__Input records__

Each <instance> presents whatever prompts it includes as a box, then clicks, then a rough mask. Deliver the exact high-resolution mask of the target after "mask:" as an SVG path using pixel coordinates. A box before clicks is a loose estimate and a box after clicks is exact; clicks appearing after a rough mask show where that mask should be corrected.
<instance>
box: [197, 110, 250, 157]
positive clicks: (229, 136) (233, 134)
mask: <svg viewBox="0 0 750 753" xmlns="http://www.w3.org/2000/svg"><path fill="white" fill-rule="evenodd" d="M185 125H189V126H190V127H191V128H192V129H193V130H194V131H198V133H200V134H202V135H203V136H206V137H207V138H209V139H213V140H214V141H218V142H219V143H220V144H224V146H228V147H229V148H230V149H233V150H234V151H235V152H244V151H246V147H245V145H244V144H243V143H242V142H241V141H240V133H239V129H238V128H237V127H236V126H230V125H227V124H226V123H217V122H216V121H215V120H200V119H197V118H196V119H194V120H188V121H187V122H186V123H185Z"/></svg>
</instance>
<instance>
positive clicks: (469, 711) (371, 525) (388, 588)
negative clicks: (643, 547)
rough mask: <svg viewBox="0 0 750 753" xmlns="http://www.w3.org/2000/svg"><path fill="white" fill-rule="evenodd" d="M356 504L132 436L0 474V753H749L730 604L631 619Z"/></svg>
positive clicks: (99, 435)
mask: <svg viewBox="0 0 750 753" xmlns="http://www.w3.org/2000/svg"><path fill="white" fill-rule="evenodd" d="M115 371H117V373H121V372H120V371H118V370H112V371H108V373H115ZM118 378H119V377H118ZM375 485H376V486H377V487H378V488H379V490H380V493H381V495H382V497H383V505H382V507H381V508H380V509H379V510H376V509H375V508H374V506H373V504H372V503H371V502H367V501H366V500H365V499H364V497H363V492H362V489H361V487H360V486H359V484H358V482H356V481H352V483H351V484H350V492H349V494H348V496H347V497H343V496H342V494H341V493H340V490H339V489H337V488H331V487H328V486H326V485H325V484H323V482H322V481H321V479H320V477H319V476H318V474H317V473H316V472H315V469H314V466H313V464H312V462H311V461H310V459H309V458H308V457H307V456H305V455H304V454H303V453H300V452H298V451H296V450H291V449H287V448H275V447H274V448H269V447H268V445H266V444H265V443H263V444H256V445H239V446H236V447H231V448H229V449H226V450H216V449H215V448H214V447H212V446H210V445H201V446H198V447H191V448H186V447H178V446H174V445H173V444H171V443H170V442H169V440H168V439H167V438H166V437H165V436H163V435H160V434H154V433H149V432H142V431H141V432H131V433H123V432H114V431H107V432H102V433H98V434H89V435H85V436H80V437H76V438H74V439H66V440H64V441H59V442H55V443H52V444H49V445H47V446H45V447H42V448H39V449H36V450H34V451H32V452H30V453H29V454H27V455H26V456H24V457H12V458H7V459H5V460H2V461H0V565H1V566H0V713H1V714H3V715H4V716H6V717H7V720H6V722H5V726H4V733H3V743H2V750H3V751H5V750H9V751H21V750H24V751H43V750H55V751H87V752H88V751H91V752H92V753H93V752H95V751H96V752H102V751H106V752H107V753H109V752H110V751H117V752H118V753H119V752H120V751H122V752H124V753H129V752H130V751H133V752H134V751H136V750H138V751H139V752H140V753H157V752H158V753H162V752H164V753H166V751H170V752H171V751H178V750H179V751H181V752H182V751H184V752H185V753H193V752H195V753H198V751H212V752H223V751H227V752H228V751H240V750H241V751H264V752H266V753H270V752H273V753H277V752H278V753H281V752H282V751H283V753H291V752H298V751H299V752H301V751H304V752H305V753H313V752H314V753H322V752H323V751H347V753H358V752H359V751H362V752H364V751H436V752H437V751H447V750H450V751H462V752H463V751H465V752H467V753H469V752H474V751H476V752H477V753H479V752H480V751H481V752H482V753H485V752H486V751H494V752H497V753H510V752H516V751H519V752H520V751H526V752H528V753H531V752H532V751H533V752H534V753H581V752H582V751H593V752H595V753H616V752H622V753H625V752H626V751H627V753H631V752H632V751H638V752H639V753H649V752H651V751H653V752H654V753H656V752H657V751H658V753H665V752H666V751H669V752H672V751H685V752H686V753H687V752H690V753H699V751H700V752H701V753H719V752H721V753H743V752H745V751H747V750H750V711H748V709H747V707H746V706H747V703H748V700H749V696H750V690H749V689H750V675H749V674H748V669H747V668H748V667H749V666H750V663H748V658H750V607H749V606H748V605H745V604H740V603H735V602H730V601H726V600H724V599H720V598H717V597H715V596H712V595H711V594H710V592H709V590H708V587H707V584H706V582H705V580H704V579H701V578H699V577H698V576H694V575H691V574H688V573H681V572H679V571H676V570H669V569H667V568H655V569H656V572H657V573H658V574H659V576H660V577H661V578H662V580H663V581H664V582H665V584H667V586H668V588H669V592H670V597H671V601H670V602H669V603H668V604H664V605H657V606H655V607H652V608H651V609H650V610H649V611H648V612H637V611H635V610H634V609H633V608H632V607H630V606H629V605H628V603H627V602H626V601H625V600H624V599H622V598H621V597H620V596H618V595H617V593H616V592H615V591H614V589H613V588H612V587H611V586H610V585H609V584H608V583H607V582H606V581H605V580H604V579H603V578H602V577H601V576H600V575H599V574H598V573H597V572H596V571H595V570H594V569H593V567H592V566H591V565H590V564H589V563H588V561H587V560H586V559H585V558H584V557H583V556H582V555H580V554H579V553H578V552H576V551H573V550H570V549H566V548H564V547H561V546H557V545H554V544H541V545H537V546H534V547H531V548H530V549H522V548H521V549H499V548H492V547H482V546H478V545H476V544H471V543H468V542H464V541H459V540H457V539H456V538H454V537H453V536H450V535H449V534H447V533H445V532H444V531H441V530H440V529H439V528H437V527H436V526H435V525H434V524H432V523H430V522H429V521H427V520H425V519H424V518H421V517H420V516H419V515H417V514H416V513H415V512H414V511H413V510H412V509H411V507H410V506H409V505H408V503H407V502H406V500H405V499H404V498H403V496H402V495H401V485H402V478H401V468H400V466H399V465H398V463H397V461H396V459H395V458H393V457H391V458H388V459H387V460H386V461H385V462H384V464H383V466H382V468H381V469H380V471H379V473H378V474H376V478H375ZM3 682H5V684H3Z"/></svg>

__Directive__
Return the stretch from the start of the items through the line containing "positive clicks: (229, 136) (233, 134)", copied exactly.

__Output of the task__
Each <instance> presents whatever prompts it includes as a box, then clicks, then a rough mask. Deliver the exact high-resolution mask of the target after "mask:" as an SVG path using pixel coordinates. A box before clicks is a loose estimate and a box after clicks is exact; clicks appearing after a rough mask show where that mask should be corrected.
<instance>
box: [197, 110, 250, 157]
positive clicks: (229, 136) (233, 134)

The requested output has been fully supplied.